What this task involves. Copy the stretch from the line containing "driveway, giving x and y for each instance?" through the end of the records, substituting "locate" for "point out" and leaving everything else unchanged.

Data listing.

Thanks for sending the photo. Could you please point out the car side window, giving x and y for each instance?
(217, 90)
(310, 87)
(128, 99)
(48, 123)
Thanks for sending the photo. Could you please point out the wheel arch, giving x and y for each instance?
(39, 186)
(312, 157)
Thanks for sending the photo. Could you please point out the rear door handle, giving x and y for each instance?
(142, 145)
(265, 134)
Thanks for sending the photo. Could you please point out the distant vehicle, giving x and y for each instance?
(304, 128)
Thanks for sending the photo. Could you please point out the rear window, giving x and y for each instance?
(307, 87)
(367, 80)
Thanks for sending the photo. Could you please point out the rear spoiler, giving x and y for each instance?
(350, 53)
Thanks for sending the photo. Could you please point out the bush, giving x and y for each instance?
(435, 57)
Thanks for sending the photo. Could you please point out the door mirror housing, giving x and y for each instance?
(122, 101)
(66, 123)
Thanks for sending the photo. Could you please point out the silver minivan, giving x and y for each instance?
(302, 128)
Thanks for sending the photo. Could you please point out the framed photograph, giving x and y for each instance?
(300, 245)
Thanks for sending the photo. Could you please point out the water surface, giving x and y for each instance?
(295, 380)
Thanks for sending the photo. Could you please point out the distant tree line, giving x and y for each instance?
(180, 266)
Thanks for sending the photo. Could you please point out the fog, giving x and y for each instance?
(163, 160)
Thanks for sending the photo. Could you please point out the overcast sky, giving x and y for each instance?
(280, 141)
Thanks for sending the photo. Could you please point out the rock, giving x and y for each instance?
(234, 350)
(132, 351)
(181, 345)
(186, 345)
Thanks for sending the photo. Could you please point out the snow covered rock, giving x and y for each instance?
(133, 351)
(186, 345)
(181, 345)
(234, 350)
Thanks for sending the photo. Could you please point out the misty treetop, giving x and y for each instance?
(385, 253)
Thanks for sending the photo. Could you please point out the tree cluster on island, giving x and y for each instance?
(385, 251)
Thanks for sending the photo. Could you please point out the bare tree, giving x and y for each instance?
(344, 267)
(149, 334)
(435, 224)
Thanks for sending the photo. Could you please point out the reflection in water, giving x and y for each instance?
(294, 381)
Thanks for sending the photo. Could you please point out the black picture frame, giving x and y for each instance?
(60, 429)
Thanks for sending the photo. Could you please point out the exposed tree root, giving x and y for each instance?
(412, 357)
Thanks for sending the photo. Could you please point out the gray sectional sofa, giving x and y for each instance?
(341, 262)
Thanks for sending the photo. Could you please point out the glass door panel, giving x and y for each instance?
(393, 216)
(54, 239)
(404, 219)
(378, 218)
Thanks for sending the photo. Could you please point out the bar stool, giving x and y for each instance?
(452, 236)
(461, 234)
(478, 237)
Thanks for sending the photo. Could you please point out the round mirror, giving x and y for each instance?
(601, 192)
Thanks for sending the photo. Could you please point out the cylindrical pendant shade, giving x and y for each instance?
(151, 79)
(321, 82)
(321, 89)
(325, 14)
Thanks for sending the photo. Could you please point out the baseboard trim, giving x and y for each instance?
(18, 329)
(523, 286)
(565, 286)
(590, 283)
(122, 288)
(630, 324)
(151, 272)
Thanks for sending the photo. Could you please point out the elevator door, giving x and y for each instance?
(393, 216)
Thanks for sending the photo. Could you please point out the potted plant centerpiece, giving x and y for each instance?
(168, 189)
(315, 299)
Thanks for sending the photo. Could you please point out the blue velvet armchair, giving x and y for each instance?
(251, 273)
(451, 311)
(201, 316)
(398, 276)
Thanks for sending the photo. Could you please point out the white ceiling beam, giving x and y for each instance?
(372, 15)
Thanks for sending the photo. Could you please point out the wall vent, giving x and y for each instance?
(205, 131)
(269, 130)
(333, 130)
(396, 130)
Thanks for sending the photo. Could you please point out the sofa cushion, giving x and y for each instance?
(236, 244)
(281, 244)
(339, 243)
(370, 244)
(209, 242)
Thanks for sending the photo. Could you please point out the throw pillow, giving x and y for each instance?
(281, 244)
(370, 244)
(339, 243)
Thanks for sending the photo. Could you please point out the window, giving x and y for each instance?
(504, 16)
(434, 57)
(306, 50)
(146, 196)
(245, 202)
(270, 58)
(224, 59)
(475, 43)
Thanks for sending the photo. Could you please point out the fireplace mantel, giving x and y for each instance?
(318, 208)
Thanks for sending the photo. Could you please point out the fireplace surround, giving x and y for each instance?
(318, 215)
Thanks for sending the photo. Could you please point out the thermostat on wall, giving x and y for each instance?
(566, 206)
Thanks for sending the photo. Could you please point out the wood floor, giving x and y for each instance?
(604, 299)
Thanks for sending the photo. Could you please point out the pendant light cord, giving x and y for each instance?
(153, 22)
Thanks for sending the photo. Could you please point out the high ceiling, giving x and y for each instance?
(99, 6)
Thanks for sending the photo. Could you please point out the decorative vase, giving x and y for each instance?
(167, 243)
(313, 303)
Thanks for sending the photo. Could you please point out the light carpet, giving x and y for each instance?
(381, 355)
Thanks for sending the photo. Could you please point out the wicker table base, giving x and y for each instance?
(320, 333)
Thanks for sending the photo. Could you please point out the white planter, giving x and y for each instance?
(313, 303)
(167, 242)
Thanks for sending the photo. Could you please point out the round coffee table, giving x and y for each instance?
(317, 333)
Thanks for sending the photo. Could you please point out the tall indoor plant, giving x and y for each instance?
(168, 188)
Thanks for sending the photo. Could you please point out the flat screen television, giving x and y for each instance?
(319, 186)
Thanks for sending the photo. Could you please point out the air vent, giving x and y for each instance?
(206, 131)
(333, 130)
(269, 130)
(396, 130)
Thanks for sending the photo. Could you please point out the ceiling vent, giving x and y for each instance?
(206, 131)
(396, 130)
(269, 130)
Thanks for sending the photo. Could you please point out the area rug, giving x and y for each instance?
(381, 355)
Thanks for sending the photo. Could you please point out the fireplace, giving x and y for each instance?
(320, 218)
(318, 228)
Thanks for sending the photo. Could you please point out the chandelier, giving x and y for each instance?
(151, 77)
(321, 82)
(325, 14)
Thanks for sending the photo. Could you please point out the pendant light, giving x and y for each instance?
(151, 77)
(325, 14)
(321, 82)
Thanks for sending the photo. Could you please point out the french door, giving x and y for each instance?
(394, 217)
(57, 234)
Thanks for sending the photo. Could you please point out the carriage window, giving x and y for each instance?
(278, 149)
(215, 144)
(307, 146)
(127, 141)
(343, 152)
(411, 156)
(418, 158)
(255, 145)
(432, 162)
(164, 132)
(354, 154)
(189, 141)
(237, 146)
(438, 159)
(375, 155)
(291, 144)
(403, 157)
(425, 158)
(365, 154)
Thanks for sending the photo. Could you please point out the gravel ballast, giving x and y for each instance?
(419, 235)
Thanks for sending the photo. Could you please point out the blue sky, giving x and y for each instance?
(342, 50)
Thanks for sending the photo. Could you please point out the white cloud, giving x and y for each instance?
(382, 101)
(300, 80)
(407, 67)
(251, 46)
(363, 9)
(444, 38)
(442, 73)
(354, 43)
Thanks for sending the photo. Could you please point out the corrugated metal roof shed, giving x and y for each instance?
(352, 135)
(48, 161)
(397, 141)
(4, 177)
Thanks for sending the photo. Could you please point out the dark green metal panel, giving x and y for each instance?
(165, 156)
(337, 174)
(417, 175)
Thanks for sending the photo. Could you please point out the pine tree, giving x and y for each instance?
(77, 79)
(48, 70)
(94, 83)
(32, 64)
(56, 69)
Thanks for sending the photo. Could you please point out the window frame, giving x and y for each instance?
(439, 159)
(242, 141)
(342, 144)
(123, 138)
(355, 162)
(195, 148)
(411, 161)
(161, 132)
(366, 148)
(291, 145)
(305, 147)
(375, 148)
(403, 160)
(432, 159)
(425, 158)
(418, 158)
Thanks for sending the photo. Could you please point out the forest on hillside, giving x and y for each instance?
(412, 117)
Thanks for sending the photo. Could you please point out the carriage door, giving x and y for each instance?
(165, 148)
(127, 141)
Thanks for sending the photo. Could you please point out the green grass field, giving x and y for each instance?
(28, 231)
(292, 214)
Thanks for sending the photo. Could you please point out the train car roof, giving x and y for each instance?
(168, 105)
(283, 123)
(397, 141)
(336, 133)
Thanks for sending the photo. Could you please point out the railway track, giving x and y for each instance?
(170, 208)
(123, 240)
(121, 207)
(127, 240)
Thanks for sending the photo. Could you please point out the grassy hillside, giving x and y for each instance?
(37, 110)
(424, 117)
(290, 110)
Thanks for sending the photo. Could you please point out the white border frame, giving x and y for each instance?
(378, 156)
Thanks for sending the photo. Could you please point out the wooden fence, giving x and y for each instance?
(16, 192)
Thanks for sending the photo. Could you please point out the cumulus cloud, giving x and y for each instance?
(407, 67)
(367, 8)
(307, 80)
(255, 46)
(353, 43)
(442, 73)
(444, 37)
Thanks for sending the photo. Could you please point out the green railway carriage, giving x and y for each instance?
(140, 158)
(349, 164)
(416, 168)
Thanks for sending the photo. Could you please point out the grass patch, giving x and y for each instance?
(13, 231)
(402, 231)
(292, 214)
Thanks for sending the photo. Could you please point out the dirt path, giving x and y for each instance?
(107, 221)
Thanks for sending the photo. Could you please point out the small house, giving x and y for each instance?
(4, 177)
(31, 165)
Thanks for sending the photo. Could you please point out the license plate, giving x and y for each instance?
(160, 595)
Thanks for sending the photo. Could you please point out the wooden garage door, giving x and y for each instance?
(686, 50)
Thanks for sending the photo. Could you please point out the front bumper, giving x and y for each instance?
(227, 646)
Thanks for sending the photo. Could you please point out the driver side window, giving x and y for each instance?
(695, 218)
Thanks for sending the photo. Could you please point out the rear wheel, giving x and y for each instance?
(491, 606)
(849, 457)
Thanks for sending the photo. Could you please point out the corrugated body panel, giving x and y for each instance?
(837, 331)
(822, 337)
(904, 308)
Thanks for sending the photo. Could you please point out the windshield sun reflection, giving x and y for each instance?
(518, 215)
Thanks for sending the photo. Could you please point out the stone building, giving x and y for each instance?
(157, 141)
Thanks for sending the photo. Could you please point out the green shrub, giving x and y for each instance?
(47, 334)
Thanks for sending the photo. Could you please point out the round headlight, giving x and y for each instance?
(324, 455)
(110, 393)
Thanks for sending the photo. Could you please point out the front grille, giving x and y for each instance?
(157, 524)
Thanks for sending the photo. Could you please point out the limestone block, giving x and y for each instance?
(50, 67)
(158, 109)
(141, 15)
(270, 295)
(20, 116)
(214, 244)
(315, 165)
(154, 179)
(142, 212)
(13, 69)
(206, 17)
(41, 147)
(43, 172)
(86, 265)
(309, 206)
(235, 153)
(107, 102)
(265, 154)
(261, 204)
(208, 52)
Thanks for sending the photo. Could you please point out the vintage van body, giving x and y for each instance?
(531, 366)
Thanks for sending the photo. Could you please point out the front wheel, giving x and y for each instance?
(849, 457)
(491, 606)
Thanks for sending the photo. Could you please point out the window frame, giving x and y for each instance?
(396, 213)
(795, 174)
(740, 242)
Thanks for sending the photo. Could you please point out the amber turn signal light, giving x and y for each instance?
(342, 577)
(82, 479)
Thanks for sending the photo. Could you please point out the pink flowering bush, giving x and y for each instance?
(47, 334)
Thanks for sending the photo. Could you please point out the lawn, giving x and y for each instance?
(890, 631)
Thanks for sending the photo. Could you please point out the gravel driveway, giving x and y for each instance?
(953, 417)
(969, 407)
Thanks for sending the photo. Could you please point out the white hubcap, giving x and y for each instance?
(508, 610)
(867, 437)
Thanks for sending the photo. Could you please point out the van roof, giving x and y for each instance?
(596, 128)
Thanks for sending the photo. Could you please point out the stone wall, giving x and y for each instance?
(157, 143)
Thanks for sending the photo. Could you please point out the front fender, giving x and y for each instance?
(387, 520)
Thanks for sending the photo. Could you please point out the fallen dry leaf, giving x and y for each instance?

Reply.
Thanks for sending the photo. Could you please locate the gravel driveway, giving x and y for each instance?
(953, 417)
(969, 407)
Thanks for sending the photo. Could you please locate the white hubcap, giving x and y for each instance?
(508, 610)
(867, 437)
Thanks for sending the photo. Could you please locate the van roof, giving x and y for each instance?
(596, 128)
Thanks for sending the photo. Could you please locate the stone wall, giving x and y for each instance?
(157, 143)
Thanks for sending the photo. Could you please locate the front fender, giving x and y for each instance?
(387, 520)
Thanks for sending the photo. Could you please locate the fallen dry leaf, giving x and y for each instance?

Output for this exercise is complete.